-- Data for the task --
☆ ☆ ☆

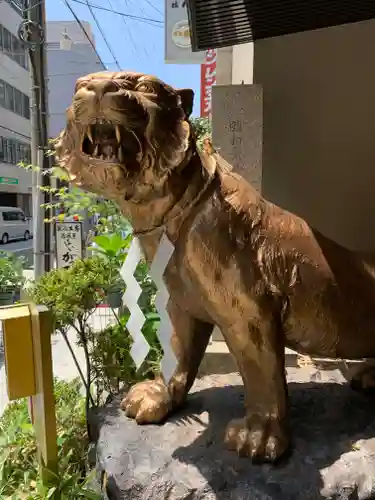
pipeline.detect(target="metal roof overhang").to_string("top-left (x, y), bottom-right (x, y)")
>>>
top-left (187, 0), bottom-right (375, 52)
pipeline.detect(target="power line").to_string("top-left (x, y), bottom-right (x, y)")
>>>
top-left (125, 0), bottom-right (164, 16)
top-left (86, 0), bottom-right (121, 71)
top-left (70, 0), bottom-right (164, 28)
top-left (138, 0), bottom-right (163, 15)
top-left (61, 0), bottom-right (105, 68)
top-left (0, 125), bottom-right (31, 140)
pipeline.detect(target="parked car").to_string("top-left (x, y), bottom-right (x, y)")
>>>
top-left (0, 207), bottom-right (31, 245)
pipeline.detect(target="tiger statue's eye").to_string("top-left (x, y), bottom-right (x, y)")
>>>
top-left (135, 83), bottom-right (156, 94)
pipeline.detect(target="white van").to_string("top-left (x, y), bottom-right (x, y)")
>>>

☆ ☆ ☆

-- Prompt --
Please copy every record above line for line, with the pictures left out.

-- Solution to the exercise --
pipeline.detect(target="metal roof overhang").to_string("top-left (x, y), bottom-right (x, y)")
>>>
top-left (187, 0), bottom-right (375, 52)
pipeline.detect(target="power line").to_string("top-left (x, y), bottom-right (x, y)")
>>>
top-left (125, 0), bottom-right (164, 16)
top-left (86, 0), bottom-right (121, 71)
top-left (70, 0), bottom-right (164, 28)
top-left (138, 0), bottom-right (163, 15)
top-left (61, 0), bottom-right (105, 68)
top-left (0, 125), bottom-right (31, 140)
pipeline.detect(target="parked car").to_string("top-left (x, y), bottom-right (x, y)")
>>>
top-left (0, 207), bottom-right (31, 245)
pipeline.detect(target="tiger statue's eye").to_string("top-left (x, y), bottom-right (x, y)")
>>>
top-left (135, 83), bottom-right (156, 94)
pipeline.detect(target="white van").to_string("top-left (x, y), bottom-right (x, y)")
>>>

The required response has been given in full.